#### TASK
Write out the data below line for line with no changes, leaving the pictures out.

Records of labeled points
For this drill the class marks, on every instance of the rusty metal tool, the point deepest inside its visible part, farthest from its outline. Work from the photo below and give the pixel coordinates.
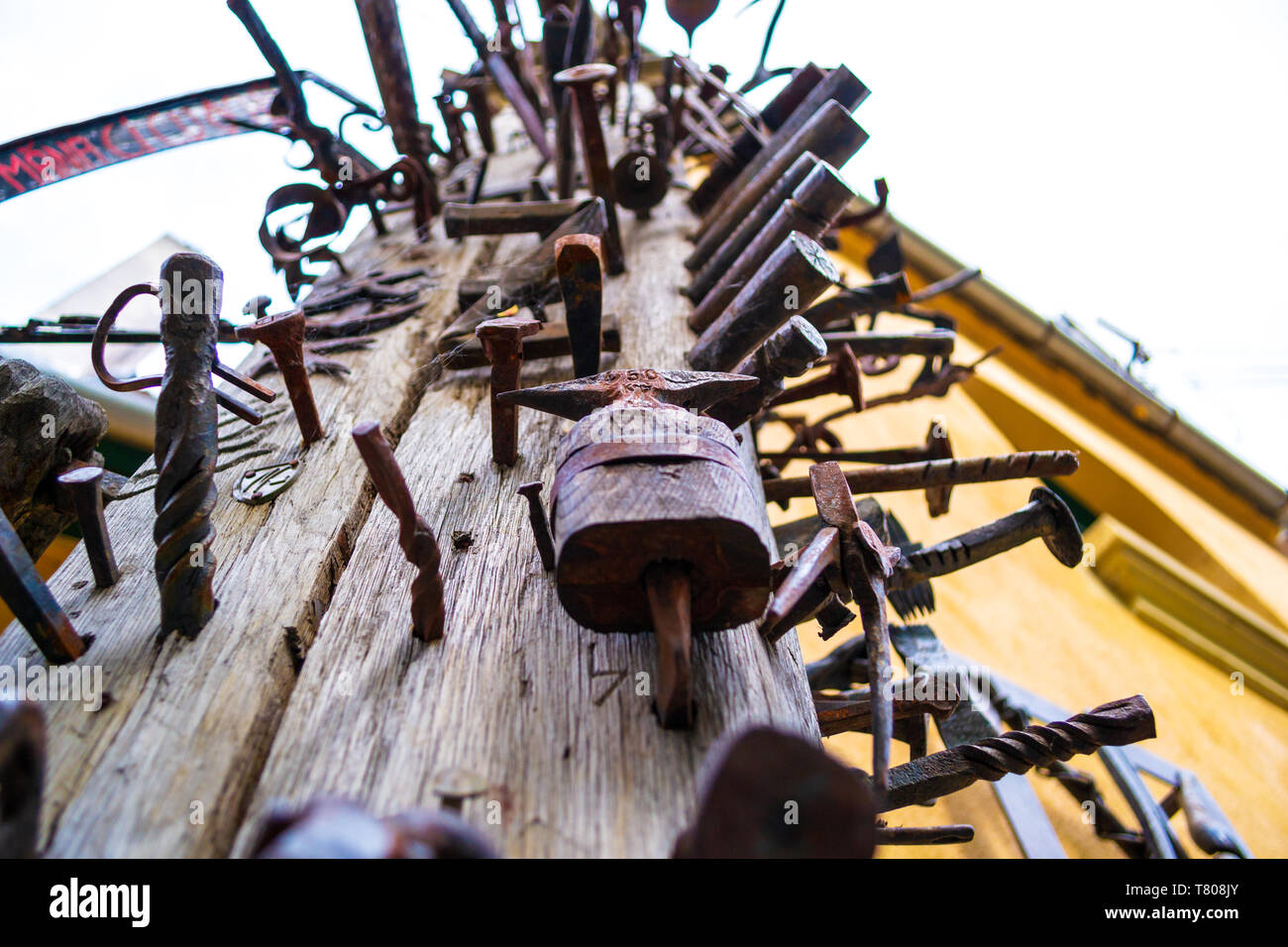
(31, 602)
(761, 776)
(844, 377)
(502, 343)
(505, 78)
(22, 776)
(789, 352)
(382, 35)
(416, 539)
(831, 134)
(794, 275)
(580, 81)
(335, 828)
(938, 474)
(516, 217)
(746, 146)
(977, 720)
(682, 557)
(283, 337)
(540, 526)
(807, 209)
(85, 487)
(837, 312)
(580, 263)
(174, 295)
(1127, 720)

#### RESPONSE TO THIS TASK
For this drill the class marks, on every instance of the rusty metal tool, the point deepest inside its visible part, farthest from its outline. Work from the photo below and give the pixel coordinates.
(31, 602)
(761, 776)
(844, 377)
(502, 343)
(505, 78)
(22, 776)
(789, 352)
(382, 35)
(416, 539)
(831, 134)
(794, 275)
(580, 81)
(335, 828)
(938, 474)
(516, 217)
(746, 146)
(977, 720)
(682, 557)
(283, 337)
(540, 526)
(807, 209)
(85, 487)
(837, 312)
(580, 263)
(174, 295)
(1127, 720)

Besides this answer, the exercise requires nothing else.